EXERCISE AIM: Copy the lines from the start of the records below through the line containing "positive clicks: (51, 139)", both included, and leave out the pictures.

DATA PROVIDED:
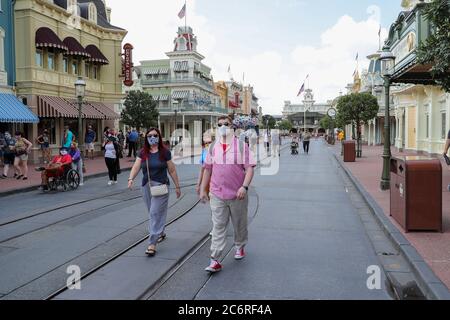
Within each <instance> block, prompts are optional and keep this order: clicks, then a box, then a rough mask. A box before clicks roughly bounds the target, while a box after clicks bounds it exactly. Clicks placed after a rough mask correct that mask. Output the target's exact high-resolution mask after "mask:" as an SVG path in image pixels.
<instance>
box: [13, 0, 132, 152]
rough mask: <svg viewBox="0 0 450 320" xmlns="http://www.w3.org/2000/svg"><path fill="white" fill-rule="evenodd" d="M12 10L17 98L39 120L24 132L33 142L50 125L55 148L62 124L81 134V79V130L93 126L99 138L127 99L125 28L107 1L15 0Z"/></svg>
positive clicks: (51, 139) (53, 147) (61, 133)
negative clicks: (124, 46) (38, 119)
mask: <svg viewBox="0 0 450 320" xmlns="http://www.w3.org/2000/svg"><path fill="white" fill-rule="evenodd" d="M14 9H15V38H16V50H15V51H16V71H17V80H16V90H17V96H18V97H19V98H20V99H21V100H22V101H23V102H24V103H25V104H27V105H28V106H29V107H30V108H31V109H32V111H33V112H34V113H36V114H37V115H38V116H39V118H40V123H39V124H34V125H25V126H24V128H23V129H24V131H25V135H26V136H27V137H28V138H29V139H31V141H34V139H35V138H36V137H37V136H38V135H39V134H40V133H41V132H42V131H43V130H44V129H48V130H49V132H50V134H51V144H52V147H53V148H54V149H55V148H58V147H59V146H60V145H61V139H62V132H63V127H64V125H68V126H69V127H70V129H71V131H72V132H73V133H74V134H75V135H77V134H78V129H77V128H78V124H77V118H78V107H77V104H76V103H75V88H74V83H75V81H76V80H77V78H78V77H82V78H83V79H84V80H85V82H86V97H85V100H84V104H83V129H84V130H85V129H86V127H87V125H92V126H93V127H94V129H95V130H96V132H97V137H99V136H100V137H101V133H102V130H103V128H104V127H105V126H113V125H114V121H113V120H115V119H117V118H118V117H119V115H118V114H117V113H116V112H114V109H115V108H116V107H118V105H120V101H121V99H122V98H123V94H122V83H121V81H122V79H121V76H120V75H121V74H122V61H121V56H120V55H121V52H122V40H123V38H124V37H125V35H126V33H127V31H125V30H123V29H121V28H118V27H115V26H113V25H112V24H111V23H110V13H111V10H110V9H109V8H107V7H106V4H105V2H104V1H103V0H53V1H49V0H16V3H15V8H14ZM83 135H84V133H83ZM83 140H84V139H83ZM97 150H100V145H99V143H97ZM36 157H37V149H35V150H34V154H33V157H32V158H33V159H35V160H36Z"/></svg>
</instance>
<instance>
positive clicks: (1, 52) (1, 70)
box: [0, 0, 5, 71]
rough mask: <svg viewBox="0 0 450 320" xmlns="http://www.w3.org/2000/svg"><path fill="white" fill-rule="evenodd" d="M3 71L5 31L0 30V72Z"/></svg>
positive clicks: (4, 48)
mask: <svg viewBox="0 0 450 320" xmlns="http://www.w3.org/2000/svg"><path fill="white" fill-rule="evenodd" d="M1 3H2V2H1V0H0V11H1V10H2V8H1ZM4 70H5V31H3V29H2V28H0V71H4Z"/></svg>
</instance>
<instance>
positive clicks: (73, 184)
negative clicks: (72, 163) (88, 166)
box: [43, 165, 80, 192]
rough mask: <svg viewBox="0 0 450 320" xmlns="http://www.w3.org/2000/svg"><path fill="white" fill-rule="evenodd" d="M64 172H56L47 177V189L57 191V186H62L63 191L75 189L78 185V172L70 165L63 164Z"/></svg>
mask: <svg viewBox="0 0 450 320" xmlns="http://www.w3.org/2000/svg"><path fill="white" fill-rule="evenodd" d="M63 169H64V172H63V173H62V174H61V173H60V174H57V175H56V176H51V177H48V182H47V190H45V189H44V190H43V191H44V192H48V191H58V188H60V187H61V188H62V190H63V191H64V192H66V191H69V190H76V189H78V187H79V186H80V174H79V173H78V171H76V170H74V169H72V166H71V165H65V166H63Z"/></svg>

ANSWER SECTION:
Within each <instance> block, prompts are optional and keep this order: clicks, then a box, then a rough mask. A box before clicks roughly bounds the target, while a box after clicks bounds it exactly. Clicks placed after a rough mask correct that mask. Output the target's exact high-resolution mask after "mask:" as an SVG path in image pixels.
<instance>
box: [13, 0, 132, 152]
rough mask: <svg viewBox="0 0 450 320" xmlns="http://www.w3.org/2000/svg"><path fill="white" fill-rule="evenodd" d="M12 10L17 98L39 120L24 132L33 142L50 125L55 148L62 124L81 134V79V130L93 126L99 138L127 99L125 28L107 1L15 0Z"/></svg>
positive clicks: (51, 139) (53, 147) (61, 133)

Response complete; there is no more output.